[QUOTED PASSAGE]
----------------------------------------
Saturday, February 25, 2006

Genres and the new Meta Data

Here's the thing that is really getting my goat. Genres.

It's a hot topic for me as very recently I have had to enter into this little world of partitioning where you have to describe you and your whole body of current and future work under a genre....

Am I folk, pop, world, electronic, punk, or alternative? a mixture?

I started to think that it was maybe Alternative World Fusion (not that this exists in any music search engines) but then I thought that sounded w*nk and didn't allow me to do a 30 second punk track with guitars or did it?

The genres thing just doesn't work for me in the same way that I'm not always in one mood. Imagine signing up to a personal site and it asked you to classify yourself as happy OR sad OR agressive OR optomistic OR quirky and that description stuck with you and was pushed as your 'flavour'. Madness huh? You feel differently depending on the day and who you are with. It's the same with music...it's a moving target and like you - not easily pigeonholed.

Most bands choose a genre like a gang or a badge....even bands that reject the whole genre thing are hoovered up into an industry obsessed with and built on it. There are conversations in backrooms on how to spend the bands money on them becoming the next X or how the new album the band have released is a different genre and therefore a commerical risk....(btw those record company contracts all have the clause "the band must deliver commercially acceptable masters"and that really means the record company can reject or change your music as it isn't sellable under their interpratation of the market....they can do what they want.)

Sonia Livingstone argues that "Different genres specify different 'contracts' to be negotiated between the text and the reader... which set up expectations on each side for the form of the communication". The only expectation I have of my listeners is that they will just listen to the sound coming out of the speakers and let the music take them ...I don't want them psychologically 'prepped' or expecting something specific....
----------------------------------------
[WRITTEN REQUEST A] Copy the blog post on genres word for word, from start to finish.
The blog post on genres and the records that follow come from unrelated sources.

Stored data entries
----------------------------------------
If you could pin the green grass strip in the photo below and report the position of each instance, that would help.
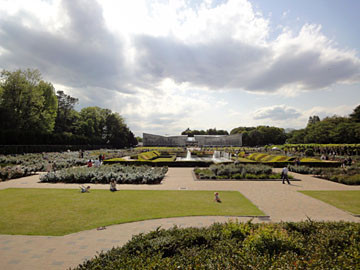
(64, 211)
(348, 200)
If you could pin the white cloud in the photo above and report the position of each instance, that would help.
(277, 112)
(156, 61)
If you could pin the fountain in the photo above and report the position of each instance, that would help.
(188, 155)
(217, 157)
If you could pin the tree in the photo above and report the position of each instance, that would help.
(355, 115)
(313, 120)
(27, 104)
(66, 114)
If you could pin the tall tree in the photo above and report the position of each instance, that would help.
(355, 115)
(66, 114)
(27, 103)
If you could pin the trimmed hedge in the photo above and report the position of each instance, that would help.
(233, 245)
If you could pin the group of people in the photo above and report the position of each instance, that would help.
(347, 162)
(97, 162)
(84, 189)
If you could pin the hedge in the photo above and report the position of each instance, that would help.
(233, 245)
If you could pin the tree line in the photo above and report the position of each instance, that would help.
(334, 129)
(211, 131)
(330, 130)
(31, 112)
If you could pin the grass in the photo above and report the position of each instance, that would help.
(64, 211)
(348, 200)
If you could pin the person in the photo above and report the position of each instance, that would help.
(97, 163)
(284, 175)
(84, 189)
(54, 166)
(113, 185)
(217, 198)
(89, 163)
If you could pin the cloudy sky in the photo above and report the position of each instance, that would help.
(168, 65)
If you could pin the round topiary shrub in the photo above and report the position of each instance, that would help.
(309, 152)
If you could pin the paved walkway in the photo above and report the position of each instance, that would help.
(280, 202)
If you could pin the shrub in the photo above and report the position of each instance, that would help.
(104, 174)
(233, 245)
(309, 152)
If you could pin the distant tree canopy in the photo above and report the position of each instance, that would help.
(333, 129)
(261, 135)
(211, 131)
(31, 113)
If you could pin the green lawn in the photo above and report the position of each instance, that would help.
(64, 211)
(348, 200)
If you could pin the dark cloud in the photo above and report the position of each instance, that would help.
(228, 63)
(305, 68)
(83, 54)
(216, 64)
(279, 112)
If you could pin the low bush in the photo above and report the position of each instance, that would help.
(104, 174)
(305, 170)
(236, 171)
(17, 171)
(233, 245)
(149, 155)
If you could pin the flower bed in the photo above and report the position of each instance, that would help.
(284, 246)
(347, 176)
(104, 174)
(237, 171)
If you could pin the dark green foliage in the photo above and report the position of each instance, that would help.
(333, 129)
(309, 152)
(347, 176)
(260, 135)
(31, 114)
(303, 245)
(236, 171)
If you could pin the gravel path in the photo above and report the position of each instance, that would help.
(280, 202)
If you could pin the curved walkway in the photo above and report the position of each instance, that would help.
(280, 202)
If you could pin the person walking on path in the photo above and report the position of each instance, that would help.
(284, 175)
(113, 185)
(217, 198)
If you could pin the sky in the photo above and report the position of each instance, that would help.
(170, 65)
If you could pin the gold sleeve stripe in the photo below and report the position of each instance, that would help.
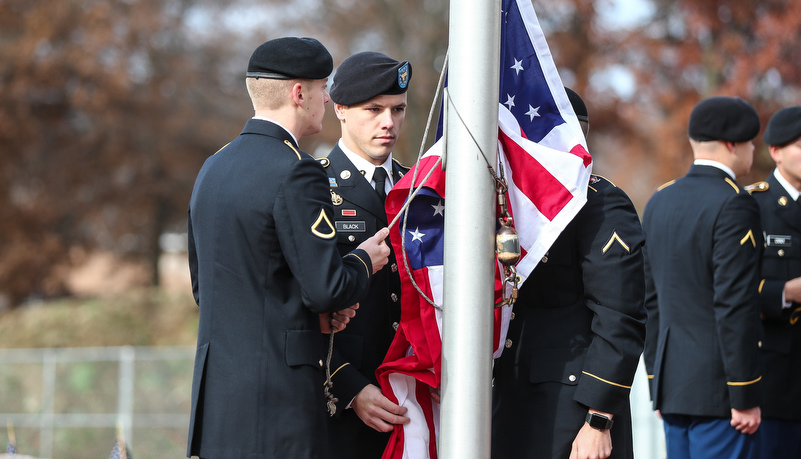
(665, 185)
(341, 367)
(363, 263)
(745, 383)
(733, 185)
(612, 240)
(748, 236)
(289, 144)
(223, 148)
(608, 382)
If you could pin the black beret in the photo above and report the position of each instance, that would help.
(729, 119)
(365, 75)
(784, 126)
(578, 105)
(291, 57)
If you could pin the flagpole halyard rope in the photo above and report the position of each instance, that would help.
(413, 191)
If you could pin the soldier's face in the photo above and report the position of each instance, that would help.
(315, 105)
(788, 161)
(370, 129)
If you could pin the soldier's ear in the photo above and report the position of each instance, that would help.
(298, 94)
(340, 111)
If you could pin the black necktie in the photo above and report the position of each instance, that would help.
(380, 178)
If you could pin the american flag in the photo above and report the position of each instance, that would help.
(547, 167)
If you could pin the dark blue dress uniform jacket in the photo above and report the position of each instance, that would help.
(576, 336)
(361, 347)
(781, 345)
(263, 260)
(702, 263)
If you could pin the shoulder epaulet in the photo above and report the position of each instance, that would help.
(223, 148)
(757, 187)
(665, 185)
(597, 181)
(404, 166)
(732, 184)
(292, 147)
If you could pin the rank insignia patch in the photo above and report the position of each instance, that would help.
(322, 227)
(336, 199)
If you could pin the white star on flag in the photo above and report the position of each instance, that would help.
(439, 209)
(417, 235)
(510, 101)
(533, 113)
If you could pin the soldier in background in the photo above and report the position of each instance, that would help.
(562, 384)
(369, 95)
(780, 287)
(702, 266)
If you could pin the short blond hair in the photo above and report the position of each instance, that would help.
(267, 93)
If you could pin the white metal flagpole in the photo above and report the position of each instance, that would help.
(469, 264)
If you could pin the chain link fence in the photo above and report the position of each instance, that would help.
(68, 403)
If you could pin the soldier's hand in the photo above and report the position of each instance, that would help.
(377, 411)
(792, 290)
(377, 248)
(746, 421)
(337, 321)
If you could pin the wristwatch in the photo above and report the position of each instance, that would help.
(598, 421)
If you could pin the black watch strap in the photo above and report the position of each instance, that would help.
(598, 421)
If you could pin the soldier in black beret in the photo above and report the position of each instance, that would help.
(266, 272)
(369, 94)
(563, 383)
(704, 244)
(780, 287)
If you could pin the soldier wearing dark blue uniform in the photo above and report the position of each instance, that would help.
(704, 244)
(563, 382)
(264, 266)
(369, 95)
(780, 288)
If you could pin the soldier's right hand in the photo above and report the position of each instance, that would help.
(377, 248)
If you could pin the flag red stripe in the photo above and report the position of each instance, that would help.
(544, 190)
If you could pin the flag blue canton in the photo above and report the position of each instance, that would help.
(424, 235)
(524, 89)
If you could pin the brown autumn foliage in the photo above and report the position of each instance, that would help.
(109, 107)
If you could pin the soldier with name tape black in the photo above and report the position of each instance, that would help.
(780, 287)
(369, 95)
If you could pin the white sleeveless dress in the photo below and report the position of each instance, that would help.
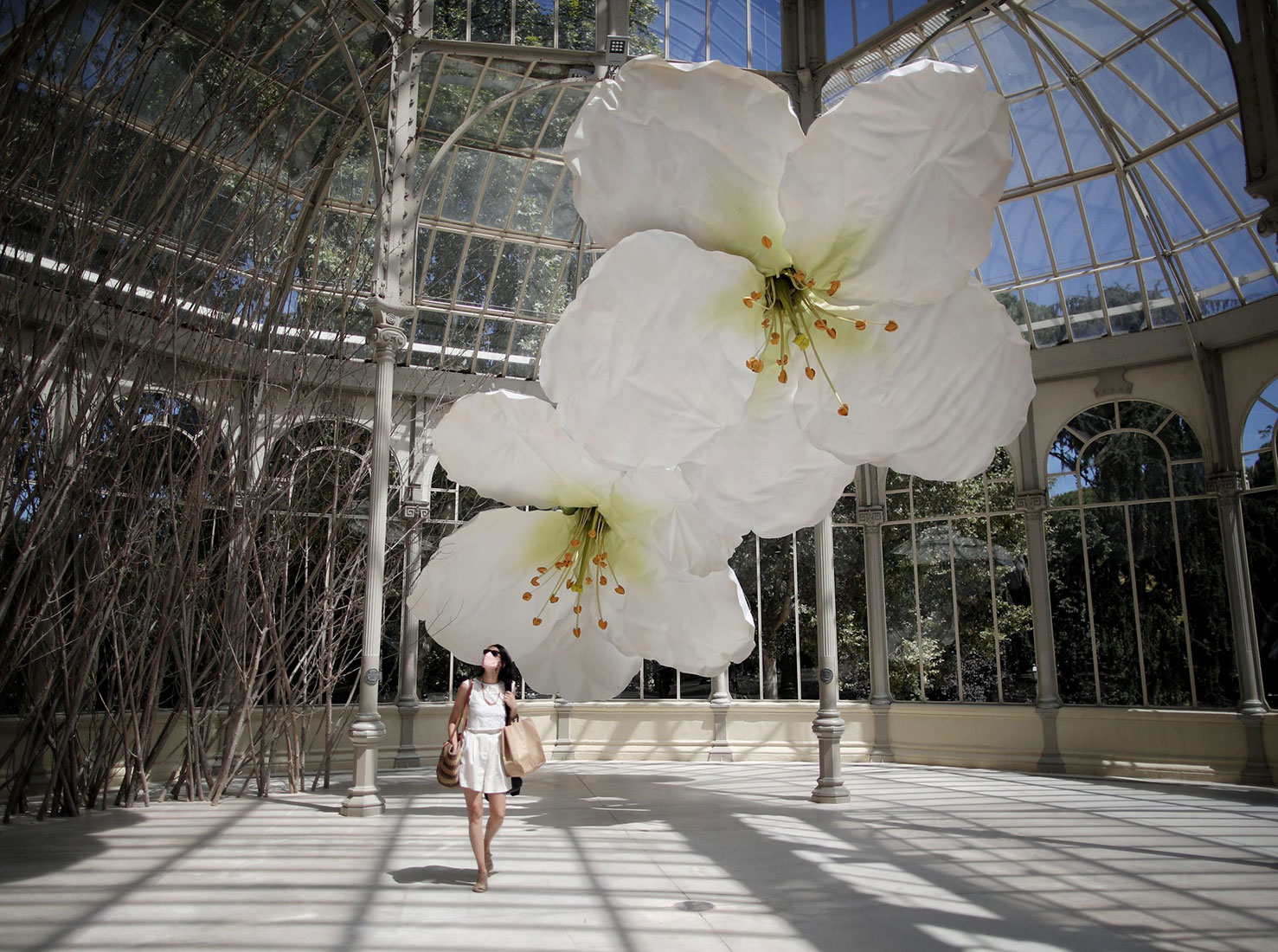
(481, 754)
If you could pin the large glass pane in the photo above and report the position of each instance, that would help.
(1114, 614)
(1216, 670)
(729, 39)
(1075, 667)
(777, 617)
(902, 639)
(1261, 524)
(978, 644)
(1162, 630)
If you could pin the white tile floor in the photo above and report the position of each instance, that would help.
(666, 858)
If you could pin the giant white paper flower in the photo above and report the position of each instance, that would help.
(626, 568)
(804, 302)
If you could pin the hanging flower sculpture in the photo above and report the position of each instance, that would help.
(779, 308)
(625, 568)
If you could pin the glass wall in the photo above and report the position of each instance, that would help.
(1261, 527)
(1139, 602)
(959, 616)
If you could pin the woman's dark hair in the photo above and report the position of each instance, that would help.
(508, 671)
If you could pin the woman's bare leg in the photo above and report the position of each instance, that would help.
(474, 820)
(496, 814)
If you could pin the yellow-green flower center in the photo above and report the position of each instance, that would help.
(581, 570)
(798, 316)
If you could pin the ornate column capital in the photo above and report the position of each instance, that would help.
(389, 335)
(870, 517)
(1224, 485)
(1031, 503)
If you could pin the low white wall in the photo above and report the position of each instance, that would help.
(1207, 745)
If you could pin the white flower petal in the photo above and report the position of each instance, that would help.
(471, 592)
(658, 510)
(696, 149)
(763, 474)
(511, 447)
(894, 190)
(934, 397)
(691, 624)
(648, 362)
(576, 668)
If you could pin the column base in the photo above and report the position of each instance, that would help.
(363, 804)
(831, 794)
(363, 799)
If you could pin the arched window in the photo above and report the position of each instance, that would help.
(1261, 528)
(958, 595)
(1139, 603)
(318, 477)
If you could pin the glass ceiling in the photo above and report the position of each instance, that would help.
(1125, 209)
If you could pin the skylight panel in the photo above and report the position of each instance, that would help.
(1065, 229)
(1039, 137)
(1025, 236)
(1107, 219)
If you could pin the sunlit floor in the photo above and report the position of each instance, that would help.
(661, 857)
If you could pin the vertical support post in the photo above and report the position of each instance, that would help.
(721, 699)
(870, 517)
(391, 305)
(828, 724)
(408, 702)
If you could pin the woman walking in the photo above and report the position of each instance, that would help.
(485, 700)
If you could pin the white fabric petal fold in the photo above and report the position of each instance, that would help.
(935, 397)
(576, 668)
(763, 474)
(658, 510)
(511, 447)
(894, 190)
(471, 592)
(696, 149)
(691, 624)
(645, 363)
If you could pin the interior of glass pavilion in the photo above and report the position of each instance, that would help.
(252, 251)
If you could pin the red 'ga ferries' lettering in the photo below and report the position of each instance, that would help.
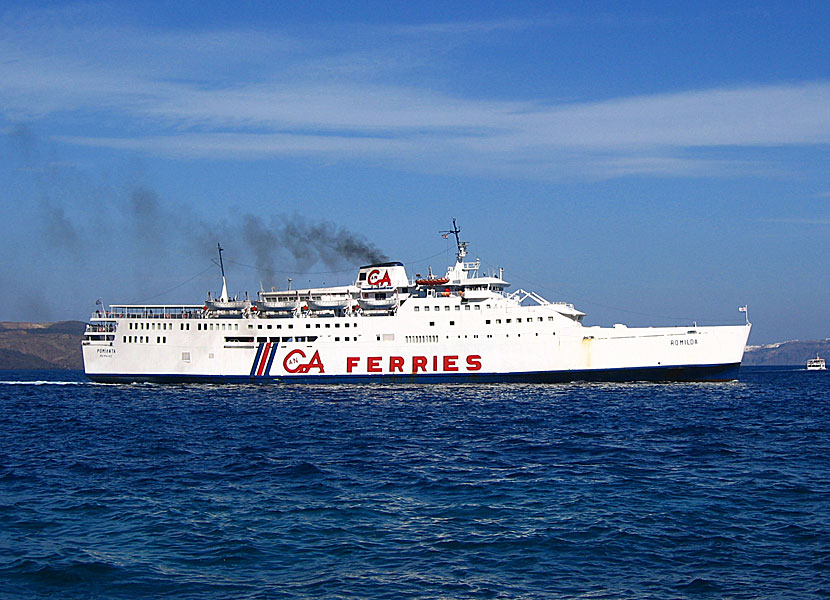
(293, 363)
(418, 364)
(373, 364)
----------------------------------------
[WRITTEN REQUEST B] Rewrite the records from the line containing "If you could pin the sunlit" through the last line of the records, both ends included, swapping "woman walking" for "pedestrian" and keeping everything else as it is. Give only those lines and omit the pictures.

[FULL SOLUTION A]
Saturday, February 25, 2006

Genres and the new Meta Data

Here's the thing that is really getting my goat. Genres.

It's a hot topic for me as very recently I have had to enter into this little world of partitioning where you have to describe you and your whole body of current and future work under a genre....

Am I folk, pop, world, electronic, punk, or alternative? a mixture?

I started to think that it was maybe Alternative World Fusion (not that this exists in any music search engines) but then I thought that sounded w*nk and didn't allow me to do a 30 second punk track with guitars or did it?

The genres thing just doesn't work for me in the same way that I'm not always in one mood. Imagine signing up to a personal site and it asked you to classify yourself as happy OR sad OR agressive OR optomistic OR quirky and that description stuck with you and was pushed as your 'flavour'. Madness huh? You feel differently depending on the day and who you are with. It's the same with music...it's a moving target and like you - not easily pigeonholed.

Most bands choose a genre like a gang or a badge....even bands that reject the whole genre thing are hoovered up into an industry obsessed with and built on it. There are conversations in backrooms on how to spend the bands money on them becoming the next X or how the new album the band have released is a different genre and therefore a commerical risk....(btw those record company contracts all have the clause "the band must deliver commercially acceptable masters"and that really means the record company can reject or change your music as it isn't sellable under their interpratation of the market....they can do what they want.)

Sonia Livingstone argues that "Different genres specify different 'contracts' to be negotiated between the text and the reader... which set up expectations on each side for the form of the communication". The only expectation I have of my listeners is that they will just listen to the sound coming out of the speakers and let the music take them ...I don't want them psychologically 'prepped' or expecting something specific....

[FULL SOLUTION B]
If you could pin the sunlit floor in the photo above and report the position of each instance, that would help.
(661, 857)
If you could pin the vertical support post in the photo above and report the position of each instance, that would help.
(721, 699)
(870, 517)
(391, 305)
(828, 724)
(408, 702)
If you could pin the pedestrian in the photo above and report the position of each instance, that would help.
(485, 700)
If you could pin the white fabric petal fold in the photo above and report the position of each instance, that would help.
(935, 397)
(576, 668)
(763, 474)
(658, 510)
(511, 447)
(894, 190)
(471, 592)
(696, 149)
(691, 624)
(645, 363)
If you could pin the interior of glass pavilion in the photo above and report the position of each instance, that would help.
(252, 251)
If you could pin the red 'ga ferries' lettering in the photo below and report the position of each instance, that would help.
(293, 363)
(418, 364)
(373, 364)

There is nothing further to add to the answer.